### WRITTEN TASK
Could you write out the lines between the one holding "Can you see the chateau" and the one holding "column 238, row 64", inclusive, replacing "planter box" with "flower box" and leaving everything else unchanged?

### MATERIAL SHOWN
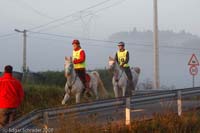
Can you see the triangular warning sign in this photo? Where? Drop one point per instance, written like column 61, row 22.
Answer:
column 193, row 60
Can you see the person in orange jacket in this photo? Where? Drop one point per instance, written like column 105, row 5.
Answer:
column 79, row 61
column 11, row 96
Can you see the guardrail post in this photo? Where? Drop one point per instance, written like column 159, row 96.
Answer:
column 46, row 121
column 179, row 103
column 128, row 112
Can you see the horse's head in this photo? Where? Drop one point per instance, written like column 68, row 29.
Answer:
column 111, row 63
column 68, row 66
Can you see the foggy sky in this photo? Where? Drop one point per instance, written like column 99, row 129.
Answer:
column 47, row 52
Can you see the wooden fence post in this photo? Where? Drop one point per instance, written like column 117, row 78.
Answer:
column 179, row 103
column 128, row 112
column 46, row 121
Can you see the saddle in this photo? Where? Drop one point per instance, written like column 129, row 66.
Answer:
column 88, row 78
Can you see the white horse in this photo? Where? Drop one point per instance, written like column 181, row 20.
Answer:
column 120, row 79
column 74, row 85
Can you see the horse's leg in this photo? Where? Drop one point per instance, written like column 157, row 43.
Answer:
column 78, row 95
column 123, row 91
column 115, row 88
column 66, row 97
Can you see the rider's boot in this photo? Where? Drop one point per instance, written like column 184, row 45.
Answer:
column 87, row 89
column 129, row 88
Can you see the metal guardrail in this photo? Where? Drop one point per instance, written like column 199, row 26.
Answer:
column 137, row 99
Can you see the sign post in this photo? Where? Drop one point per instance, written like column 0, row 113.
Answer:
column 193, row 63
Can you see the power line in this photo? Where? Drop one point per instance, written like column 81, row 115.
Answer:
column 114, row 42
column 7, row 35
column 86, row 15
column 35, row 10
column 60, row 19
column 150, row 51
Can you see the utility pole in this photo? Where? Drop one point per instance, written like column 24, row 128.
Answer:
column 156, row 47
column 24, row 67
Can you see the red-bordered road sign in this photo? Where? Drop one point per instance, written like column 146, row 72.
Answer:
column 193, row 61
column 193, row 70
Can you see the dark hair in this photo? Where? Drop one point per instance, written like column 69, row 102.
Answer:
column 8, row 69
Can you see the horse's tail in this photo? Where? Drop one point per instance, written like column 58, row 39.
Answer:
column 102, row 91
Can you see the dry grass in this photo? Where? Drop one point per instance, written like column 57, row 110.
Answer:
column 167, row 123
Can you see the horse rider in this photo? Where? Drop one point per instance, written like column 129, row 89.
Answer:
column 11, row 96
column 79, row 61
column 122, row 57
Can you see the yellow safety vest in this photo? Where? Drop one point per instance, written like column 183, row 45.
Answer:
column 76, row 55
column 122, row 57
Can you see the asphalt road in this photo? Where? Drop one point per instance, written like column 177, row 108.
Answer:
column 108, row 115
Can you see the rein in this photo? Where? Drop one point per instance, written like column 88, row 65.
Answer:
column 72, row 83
==
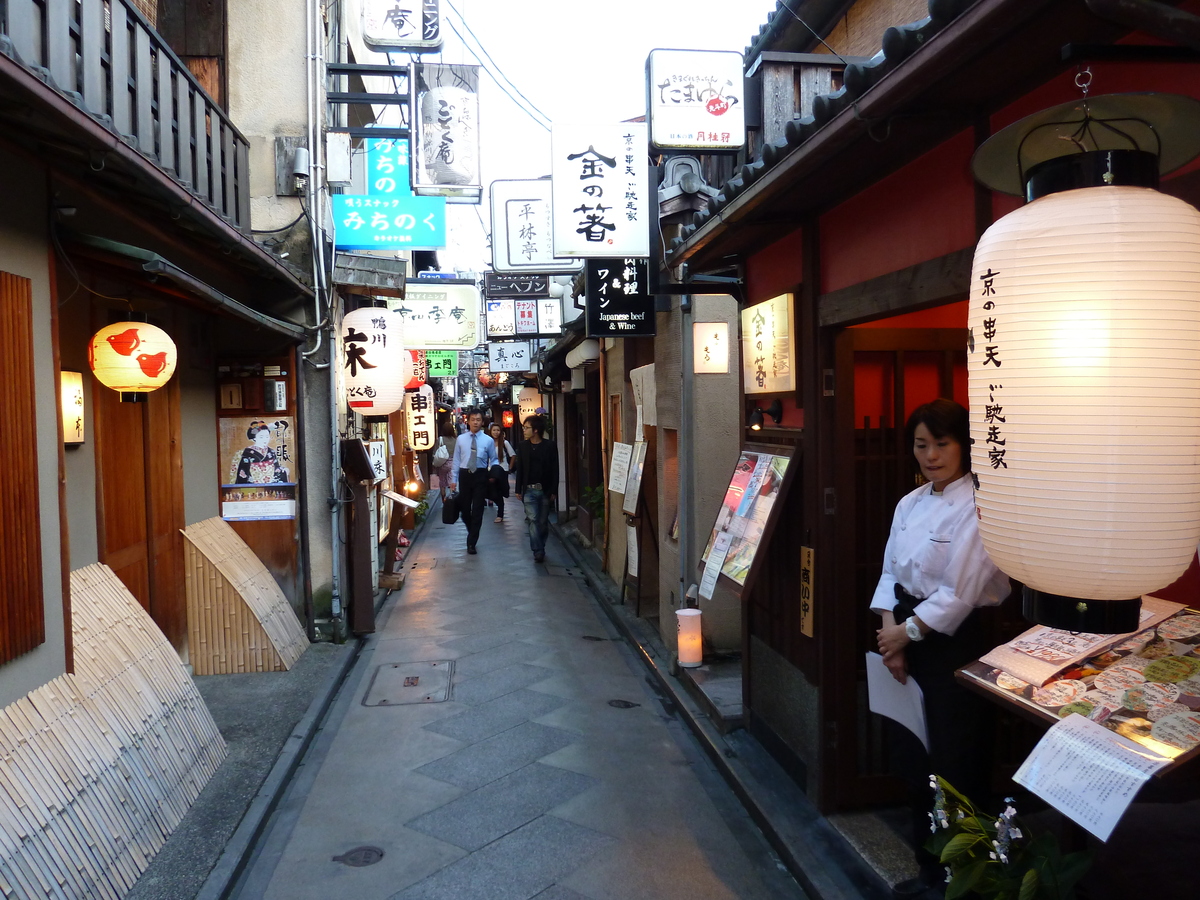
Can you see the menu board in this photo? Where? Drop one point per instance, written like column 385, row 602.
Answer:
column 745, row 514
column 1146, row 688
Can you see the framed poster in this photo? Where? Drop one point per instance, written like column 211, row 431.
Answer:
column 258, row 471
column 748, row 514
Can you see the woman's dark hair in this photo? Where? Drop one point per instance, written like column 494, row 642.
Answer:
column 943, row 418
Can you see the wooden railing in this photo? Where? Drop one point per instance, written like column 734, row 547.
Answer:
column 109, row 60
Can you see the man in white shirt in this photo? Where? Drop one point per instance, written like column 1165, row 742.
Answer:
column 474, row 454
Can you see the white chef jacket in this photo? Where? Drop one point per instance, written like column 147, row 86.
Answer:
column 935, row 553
==
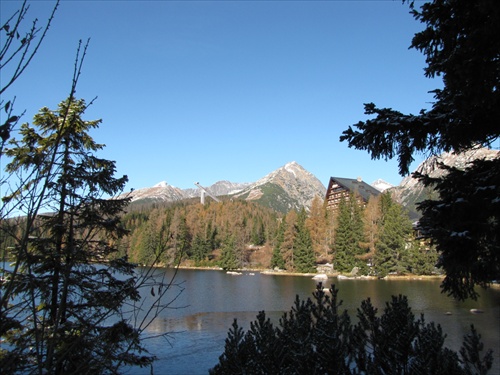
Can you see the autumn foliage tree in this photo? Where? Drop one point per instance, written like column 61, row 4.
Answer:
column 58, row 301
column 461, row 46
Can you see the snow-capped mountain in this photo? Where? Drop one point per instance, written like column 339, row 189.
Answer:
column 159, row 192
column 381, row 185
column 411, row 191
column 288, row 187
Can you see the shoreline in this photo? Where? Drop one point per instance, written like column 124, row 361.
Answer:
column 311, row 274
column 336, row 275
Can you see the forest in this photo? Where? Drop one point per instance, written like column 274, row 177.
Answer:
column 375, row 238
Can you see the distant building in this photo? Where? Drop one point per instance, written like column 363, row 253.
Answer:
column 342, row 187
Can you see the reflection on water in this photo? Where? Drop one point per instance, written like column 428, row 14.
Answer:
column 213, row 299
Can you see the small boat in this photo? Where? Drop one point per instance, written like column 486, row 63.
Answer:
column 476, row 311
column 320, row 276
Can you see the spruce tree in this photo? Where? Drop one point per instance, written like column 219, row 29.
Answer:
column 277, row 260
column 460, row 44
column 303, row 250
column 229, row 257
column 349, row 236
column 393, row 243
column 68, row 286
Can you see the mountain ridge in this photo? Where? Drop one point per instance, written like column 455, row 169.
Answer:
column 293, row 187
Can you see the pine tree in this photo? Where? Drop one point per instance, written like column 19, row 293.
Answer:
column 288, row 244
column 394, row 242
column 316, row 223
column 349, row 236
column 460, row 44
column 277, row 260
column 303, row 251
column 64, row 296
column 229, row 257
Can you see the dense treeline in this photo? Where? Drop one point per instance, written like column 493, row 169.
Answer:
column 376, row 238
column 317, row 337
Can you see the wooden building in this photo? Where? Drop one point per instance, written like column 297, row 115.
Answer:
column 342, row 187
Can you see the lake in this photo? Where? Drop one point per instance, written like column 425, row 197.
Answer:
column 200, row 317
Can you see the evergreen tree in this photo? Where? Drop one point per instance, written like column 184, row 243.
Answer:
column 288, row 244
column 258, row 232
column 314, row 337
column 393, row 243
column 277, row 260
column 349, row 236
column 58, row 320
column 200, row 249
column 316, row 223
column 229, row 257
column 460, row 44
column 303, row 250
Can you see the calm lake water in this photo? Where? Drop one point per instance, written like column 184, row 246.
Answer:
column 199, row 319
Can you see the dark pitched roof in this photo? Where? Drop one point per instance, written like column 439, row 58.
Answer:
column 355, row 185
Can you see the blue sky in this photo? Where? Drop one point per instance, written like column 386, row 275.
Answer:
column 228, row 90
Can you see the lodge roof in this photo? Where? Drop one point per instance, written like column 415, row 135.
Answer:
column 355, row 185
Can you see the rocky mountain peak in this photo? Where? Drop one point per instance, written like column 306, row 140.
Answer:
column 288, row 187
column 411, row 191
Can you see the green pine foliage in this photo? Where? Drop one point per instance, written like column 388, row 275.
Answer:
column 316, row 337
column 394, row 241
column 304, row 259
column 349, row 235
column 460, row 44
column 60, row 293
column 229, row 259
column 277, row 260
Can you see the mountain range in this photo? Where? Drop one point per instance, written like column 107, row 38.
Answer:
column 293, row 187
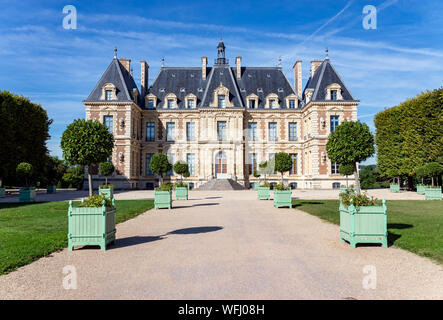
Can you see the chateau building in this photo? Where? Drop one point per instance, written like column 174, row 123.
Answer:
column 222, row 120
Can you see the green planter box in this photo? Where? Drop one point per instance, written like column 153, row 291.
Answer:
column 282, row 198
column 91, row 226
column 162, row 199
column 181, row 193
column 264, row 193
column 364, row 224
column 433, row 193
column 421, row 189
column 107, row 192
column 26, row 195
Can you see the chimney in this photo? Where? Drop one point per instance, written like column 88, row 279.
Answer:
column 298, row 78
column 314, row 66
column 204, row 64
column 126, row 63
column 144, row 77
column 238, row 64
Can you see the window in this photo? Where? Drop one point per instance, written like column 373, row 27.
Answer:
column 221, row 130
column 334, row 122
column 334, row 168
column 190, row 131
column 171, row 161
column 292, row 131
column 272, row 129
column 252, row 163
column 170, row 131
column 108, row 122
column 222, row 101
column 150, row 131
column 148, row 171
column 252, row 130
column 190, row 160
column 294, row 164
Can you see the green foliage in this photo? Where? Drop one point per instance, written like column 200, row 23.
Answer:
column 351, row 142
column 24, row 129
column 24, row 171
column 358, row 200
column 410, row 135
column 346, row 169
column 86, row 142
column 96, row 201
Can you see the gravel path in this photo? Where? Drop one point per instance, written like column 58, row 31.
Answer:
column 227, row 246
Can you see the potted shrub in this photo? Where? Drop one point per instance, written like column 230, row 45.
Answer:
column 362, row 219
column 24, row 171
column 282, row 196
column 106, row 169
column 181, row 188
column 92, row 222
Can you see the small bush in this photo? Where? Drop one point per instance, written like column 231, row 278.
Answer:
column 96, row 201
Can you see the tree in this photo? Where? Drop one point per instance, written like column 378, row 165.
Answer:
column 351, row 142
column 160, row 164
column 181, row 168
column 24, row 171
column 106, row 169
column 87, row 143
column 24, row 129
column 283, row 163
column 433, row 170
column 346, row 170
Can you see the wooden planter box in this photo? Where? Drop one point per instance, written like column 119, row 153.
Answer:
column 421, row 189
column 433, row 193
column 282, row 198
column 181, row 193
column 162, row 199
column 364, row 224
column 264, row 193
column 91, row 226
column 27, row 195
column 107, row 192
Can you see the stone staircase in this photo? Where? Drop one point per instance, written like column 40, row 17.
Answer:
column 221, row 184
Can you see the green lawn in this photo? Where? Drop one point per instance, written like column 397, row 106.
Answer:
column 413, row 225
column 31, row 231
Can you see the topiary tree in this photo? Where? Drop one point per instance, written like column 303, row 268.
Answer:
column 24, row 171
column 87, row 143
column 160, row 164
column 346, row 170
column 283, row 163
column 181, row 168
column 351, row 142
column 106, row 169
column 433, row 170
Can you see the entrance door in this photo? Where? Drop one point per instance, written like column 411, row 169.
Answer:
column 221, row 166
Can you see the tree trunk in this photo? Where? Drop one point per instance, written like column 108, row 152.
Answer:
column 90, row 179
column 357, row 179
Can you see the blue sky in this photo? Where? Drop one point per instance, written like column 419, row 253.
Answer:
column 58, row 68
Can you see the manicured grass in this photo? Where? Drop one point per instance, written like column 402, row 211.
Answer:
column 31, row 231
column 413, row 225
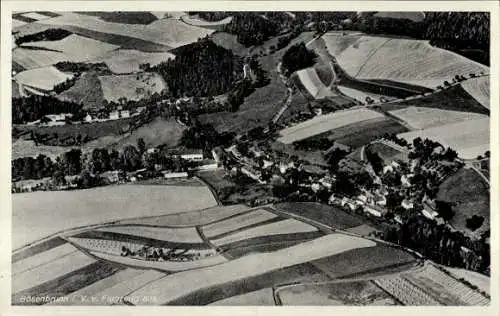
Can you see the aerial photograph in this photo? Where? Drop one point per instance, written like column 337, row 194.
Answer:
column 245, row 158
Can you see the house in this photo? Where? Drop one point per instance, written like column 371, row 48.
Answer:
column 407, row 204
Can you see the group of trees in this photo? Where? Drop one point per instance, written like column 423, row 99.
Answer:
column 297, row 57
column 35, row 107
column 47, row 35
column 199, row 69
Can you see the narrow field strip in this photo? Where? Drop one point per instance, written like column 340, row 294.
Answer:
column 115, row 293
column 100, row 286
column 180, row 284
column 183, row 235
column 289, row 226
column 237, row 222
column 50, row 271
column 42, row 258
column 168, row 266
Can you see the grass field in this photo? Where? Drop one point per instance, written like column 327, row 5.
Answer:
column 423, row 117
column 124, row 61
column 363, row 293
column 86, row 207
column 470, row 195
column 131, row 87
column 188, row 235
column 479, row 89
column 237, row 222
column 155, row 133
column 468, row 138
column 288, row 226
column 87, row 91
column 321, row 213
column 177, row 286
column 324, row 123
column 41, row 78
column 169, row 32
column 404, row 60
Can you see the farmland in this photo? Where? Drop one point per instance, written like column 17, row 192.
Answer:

### RESULT OF THIS EXERCISE
Can you see the chateau building in this photo? Where? Drop one point per instance, written like column 174, row 123.
Answer:
column 222, row 120
Can you see the green flower box in this photo? Where? Drop one point per instance, written like column 153, row 291.
Answer:
column 282, row 198
column 91, row 226
column 162, row 199
column 181, row 193
column 264, row 193
column 364, row 224
column 433, row 193
column 421, row 189
column 107, row 192
column 26, row 195
Can you see the chimney in this photo? Where? Drop one point per instance, written like column 88, row 279.
Answer:
column 298, row 78
column 314, row 66
column 204, row 64
column 126, row 63
column 144, row 77
column 238, row 64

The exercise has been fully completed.